» **Direction**: Write each line exactly as it stands, from the line containing "In this exercise you will find the brown fur" through the end of the data.

» **Material provided**:

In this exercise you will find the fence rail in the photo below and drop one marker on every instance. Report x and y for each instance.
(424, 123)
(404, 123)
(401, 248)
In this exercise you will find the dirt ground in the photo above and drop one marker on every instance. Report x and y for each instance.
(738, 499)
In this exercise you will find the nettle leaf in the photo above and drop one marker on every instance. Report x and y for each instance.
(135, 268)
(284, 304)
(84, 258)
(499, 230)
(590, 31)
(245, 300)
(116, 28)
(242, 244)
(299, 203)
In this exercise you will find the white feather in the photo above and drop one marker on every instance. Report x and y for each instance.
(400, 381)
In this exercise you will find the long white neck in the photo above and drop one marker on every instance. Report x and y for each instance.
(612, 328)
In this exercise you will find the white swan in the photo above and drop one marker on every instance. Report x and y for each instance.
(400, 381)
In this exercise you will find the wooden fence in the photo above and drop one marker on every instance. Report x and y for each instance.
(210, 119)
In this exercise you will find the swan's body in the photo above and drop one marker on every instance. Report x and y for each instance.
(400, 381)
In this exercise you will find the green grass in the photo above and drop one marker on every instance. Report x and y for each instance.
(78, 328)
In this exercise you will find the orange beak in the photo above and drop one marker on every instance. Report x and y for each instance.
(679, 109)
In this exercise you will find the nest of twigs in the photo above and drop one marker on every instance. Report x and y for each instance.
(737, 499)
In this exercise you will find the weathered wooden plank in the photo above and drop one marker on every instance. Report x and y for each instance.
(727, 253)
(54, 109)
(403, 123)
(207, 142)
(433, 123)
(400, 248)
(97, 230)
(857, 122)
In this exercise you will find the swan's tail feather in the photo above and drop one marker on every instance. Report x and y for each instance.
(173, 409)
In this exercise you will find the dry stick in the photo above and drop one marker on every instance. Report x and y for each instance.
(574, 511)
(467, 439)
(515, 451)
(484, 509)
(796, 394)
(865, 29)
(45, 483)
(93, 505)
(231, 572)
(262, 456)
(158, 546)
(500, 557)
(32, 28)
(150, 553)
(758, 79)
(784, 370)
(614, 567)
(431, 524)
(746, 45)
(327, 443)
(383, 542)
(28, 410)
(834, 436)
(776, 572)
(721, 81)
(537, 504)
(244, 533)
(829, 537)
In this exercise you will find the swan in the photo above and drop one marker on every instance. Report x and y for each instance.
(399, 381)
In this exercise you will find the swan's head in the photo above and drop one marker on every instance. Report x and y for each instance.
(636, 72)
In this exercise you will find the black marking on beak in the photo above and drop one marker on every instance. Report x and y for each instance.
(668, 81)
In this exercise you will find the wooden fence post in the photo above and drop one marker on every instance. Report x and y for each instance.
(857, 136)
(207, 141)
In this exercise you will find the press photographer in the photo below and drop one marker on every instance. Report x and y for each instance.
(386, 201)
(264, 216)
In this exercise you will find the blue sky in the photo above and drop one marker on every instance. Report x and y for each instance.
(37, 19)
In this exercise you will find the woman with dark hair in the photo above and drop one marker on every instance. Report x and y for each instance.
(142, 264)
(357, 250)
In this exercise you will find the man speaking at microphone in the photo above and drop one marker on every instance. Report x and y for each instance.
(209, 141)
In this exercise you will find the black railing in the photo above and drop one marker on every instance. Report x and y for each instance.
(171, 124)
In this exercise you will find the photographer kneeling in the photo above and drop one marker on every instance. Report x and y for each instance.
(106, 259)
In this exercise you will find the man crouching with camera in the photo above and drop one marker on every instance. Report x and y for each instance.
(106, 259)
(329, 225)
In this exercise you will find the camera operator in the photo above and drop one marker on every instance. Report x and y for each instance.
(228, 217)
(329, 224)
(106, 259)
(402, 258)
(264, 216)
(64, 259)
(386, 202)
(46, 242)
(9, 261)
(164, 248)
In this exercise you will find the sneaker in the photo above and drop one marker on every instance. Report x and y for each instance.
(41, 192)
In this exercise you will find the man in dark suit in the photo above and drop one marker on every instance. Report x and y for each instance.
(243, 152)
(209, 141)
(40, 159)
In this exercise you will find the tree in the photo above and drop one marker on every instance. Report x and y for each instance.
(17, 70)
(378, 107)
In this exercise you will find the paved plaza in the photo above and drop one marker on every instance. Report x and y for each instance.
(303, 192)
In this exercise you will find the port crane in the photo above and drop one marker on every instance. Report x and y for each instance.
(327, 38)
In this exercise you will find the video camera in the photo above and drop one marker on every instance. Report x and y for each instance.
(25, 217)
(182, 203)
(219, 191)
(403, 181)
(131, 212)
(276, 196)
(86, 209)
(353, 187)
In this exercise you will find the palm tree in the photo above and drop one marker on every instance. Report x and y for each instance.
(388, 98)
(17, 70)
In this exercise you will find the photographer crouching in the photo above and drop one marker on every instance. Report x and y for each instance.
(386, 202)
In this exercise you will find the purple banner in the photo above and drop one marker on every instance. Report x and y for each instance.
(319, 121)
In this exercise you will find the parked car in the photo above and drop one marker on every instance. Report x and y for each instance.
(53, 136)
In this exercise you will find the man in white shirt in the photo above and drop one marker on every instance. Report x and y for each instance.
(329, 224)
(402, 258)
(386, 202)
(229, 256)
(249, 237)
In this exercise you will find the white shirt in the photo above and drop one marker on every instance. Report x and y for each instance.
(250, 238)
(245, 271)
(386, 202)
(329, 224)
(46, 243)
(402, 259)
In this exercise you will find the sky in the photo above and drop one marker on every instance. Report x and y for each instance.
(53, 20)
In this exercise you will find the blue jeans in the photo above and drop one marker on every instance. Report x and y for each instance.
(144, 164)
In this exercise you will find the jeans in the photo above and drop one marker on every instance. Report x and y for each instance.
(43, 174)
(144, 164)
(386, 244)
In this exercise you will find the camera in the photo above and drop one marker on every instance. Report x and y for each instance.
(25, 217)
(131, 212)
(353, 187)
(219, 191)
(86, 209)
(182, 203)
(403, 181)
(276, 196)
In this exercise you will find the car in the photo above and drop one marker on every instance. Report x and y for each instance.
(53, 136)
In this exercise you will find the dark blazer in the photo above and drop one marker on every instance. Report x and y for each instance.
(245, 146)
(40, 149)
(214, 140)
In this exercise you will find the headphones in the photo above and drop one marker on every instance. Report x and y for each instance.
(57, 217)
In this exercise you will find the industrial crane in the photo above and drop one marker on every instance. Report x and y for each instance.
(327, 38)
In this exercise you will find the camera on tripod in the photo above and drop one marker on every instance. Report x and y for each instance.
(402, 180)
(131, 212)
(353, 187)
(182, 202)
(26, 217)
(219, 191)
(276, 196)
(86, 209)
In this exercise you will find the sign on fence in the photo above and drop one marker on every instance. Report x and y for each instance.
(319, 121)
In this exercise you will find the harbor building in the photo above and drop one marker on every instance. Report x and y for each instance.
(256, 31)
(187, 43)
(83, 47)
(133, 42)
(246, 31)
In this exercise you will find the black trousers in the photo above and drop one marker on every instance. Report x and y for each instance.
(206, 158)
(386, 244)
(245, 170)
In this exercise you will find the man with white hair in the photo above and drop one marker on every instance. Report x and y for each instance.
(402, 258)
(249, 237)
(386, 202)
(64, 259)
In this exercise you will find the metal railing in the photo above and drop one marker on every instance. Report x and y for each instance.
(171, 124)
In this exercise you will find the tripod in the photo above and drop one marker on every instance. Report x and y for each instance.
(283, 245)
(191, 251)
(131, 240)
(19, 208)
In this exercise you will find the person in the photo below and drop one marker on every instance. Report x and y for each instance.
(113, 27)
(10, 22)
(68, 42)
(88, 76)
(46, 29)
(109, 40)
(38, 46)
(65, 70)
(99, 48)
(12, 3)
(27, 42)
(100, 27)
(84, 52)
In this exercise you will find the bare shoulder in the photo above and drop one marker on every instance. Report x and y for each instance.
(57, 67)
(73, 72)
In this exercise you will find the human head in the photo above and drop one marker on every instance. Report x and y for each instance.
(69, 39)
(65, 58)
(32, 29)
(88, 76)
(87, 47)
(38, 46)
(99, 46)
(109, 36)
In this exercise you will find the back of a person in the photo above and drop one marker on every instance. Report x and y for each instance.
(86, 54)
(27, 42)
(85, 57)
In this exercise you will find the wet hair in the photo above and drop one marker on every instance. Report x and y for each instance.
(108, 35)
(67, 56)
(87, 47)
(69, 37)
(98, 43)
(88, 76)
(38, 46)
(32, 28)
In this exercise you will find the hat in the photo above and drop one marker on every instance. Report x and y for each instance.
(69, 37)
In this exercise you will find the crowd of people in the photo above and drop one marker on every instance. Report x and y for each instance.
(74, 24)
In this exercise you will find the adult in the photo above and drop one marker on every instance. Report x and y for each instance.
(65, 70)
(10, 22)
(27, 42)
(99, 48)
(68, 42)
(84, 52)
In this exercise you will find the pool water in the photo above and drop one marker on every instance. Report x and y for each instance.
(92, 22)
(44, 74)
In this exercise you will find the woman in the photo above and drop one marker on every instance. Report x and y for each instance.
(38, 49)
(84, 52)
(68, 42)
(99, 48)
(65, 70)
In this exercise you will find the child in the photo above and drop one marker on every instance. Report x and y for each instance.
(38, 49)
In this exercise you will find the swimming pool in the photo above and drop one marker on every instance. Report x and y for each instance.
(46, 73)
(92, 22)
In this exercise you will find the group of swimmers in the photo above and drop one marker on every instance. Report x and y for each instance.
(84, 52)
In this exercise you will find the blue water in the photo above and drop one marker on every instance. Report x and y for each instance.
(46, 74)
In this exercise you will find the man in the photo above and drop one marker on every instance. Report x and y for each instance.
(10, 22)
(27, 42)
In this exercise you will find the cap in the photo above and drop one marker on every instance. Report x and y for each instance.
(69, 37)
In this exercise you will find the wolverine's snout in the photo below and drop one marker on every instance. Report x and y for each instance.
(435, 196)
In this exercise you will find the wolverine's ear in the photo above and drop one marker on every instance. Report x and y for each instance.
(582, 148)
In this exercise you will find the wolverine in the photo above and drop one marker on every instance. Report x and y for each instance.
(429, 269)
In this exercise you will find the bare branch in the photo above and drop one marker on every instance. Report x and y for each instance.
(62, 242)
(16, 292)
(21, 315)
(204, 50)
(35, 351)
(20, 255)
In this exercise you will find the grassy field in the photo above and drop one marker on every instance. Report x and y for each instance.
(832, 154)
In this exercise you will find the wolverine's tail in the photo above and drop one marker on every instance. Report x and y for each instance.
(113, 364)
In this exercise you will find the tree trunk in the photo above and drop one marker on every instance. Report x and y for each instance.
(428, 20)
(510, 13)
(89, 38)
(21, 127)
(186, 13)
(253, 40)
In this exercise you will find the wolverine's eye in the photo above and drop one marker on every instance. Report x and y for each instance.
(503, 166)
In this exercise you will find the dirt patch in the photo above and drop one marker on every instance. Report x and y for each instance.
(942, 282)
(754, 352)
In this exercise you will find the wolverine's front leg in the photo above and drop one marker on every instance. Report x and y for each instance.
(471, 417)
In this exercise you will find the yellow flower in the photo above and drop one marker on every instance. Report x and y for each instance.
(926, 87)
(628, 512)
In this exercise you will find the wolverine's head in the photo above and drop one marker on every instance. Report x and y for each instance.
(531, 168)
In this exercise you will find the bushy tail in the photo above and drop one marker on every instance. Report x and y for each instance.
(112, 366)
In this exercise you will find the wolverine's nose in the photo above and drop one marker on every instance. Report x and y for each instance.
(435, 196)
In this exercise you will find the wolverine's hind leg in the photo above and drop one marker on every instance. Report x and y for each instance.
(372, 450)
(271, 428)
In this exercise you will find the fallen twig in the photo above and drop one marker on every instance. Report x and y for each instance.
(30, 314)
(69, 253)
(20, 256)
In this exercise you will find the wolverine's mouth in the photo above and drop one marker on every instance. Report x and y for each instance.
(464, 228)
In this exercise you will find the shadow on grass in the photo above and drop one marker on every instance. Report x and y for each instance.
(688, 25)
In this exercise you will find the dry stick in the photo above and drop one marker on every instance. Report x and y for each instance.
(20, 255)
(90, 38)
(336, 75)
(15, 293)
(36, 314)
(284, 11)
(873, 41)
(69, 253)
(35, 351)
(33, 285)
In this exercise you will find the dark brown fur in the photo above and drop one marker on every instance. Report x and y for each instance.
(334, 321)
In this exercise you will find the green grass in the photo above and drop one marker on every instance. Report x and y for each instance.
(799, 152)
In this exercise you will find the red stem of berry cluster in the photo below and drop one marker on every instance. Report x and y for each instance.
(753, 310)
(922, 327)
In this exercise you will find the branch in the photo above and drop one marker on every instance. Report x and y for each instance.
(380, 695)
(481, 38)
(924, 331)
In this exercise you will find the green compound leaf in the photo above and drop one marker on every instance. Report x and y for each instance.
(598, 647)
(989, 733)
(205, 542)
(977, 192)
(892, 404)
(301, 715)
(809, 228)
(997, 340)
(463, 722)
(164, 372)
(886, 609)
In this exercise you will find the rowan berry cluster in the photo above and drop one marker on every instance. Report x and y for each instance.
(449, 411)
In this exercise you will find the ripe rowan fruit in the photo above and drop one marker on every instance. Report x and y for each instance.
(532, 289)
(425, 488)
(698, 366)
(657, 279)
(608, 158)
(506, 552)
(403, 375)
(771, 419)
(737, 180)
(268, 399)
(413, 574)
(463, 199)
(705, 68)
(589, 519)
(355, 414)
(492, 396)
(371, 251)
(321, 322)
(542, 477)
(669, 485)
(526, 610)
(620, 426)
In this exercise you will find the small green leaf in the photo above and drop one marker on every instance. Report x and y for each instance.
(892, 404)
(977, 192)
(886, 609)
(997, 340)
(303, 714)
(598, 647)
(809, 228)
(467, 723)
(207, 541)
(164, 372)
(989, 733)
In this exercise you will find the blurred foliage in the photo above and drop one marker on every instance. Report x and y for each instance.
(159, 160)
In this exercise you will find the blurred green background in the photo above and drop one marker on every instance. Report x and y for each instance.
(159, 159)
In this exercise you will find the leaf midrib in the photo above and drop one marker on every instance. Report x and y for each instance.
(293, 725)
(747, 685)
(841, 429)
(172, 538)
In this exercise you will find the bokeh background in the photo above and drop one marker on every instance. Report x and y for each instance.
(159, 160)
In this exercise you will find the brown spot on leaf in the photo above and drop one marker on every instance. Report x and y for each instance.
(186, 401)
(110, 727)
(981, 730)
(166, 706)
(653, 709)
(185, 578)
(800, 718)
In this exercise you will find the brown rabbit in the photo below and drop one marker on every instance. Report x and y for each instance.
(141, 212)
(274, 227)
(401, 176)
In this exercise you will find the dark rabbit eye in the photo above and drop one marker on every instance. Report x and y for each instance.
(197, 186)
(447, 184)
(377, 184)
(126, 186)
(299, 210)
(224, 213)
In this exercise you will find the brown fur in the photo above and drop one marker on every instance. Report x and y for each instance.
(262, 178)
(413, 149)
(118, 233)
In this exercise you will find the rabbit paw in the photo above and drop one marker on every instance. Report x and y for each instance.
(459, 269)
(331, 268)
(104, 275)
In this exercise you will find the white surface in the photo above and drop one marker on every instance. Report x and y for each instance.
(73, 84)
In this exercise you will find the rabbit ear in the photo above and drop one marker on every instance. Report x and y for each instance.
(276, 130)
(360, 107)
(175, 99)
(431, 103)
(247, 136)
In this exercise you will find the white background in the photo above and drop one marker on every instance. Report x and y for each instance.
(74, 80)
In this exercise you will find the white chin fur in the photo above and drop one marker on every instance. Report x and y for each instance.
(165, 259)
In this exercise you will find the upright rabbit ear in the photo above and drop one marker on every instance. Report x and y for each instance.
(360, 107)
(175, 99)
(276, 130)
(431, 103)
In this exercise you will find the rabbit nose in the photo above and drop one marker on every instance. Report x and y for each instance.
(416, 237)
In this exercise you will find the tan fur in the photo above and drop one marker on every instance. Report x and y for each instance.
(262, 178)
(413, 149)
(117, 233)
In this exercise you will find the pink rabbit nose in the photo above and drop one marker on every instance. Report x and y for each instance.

» **Result for this task**:
In this exercise you will find the brown fur in the photo above and drop one marker on every instance. Report x and y for each instance.
(262, 178)
(413, 149)
(118, 233)
In this exercise you will find the rabbit paw in the photo above and drop one marker on every instance. Report x and y for each instance.
(459, 269)
(331, 268)
(104, 275)
In this exercise you will find the white surface in the photo above and drop one marker on every instance. Report x and y for each instance.
(73, 84)
In this exercise you will find the rabbit ear in the photo above and drop one marker on every instance. Report x and y for each instance.
(276, 130)
(360, 107)
(175, 99)
(431, 103)
(247, 136)
In this exercise you will find the white background in the photo above and drop one marker on every instance. Report x and y for each instance.
(74, 80)
In this exercise you will find the white chin fur in the photo above and drop one marker on every instance. Report x and y for each instance.
(165, 259)
In this exercise you will find the upright rabbit ear in the photo above and drop one marker on every instance. Report x and y for each instance.
(360, 107)
(175, 99)
(276, 130)
(431, 103)
In this exercise you will find the rabbit nose in the photo above and drop one marker on every instance. Report x and y for each instance.
(416, 237)
In this exercise you will find the tan fur in the photo above and drop one marker on every instance. Report x and y for each instance.
(262, 178)
(413, 149)
(117, 233)
In this exercise you will find the pink rabbit nose in the photo above and drop one marker on every instance. Report x and y for each instance.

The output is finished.